# opinions on Fiber-lite



## Blklab (Aug 1, 2003)

Anyone have an opinion on Fiber Lite dog boxes?

Thanks


----------



## KNorman (Jan 6, 2003)

I wouldn't touch one.


----------



## GulfCoast (Sep 24, 2007)

From what I have seen they get very hot.


----------



## KNorman (Jan 6, 2003)

A few years ago, at a local test, a handler I know had a dog chew the fiberglass. Dog died in the box. I'm glad I wasn't there.

That may have been a one in a million occurance, but it was enough to flare me off fiberglass boxes.


----------



## Zman1001 (Oct 15, 2009)

I recently got one and I think it is great. I purchased the single box. It is well made. It is light. It has 2 large vents on each of the sides (total of 4 vents) that allow for air flow. They do offer a fan, but I chose to not get one and instead just use a endless breeze that I place at the vent. 

It has kept my pup very cool on days when the sun was beating. 

My box does not have any rough edges inside that would allow the pup to chew on, but I also do not have a chewer, either.

§ **Set tasks**:
**a)** In the forum thread about Fiber Lite dog boxes, how many vents in total does Zman1001's single box have?
**b)** Carry on the forum thread about Fiber Lite dog boxes from the point where its last post ends.

§ **Given data**:
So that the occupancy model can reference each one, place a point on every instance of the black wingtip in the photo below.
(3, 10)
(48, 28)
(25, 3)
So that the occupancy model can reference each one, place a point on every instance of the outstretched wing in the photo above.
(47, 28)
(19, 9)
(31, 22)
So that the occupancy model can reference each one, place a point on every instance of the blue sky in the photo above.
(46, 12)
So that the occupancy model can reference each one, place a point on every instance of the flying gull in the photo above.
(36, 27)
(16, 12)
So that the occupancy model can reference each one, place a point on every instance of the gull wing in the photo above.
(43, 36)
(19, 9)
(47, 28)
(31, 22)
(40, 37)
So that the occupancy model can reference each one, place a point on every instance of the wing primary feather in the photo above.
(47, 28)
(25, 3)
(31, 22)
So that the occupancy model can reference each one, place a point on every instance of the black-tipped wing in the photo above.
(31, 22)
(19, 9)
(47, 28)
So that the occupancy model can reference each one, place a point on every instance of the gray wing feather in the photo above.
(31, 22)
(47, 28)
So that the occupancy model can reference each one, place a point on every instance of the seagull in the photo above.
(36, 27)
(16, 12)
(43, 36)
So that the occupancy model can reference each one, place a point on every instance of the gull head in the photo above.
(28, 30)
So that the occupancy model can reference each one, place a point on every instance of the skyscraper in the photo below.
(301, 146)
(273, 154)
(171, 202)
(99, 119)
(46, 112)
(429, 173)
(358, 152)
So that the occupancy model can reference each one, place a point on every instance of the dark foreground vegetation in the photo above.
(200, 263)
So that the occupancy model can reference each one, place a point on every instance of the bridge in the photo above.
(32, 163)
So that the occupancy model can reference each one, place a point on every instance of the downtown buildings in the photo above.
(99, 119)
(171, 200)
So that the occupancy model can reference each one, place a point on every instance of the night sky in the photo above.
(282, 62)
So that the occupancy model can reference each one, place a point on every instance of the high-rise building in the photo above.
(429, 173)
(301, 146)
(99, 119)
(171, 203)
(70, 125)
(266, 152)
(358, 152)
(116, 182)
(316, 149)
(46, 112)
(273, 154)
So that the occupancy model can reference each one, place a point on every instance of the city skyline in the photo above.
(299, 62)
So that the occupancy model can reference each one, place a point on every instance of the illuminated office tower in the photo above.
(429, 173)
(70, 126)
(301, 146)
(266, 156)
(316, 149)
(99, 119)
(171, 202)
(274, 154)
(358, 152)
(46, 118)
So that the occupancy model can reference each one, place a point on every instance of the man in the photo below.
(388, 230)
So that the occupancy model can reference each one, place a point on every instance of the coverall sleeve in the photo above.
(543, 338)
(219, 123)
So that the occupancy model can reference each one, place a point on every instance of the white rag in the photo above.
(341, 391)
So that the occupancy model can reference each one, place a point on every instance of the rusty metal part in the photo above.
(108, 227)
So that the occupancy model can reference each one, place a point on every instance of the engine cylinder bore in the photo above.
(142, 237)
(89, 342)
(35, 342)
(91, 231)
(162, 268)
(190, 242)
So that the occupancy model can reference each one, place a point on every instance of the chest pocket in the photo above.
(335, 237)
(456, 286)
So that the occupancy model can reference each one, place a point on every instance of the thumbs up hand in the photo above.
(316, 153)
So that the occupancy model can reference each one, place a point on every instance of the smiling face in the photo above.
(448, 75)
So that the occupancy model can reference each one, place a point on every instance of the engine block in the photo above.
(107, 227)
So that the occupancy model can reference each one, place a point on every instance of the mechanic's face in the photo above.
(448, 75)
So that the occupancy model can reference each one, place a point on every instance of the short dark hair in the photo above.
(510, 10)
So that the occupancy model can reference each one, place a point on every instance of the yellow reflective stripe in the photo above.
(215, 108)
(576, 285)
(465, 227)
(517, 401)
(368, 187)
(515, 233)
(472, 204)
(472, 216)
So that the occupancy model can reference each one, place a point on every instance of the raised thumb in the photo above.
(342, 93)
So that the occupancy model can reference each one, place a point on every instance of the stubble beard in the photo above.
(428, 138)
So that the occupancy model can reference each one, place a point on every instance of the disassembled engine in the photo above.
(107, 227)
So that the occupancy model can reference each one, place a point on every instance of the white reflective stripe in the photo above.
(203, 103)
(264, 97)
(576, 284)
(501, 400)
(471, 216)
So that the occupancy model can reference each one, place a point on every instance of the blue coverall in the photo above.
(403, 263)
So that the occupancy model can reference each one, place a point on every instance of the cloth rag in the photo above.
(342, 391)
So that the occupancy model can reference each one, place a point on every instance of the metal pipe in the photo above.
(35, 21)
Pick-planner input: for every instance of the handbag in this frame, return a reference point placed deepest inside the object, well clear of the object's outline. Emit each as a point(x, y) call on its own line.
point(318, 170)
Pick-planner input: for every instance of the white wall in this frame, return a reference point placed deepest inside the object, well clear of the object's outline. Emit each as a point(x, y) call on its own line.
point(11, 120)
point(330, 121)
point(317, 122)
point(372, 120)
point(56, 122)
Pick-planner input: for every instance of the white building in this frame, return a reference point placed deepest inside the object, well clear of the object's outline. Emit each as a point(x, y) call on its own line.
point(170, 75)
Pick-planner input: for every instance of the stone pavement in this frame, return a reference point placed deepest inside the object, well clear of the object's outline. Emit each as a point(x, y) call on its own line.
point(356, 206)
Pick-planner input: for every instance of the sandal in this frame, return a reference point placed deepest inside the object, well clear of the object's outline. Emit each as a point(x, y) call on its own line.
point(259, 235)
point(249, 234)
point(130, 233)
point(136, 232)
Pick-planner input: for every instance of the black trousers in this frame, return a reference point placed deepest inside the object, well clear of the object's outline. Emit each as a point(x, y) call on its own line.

§ **Solved tasks**:
**a)** Four, with two large vents on each side.

**b)**
I decided to purchase mine after seeing someone else who had a 2 hole, with top storage. He had his for a few months and really liked it. I also received feedback from another person who had on on RTF and he did not say anything bad about it, except that he needed to get rid of it due to changing trucks, but was thinking of getting another one.

I live in Virginia and have experienced some pretty hot days here, without problem

PM me if you have any questions or would like some pictures.


----------



## Blklab (Aug 1, 2003)

Thanks for the replies guys. I saw a new two hole only used a couple of times here by me on craigs list for 350 so I thought I would ask. But after a few of these comments I think I will pass.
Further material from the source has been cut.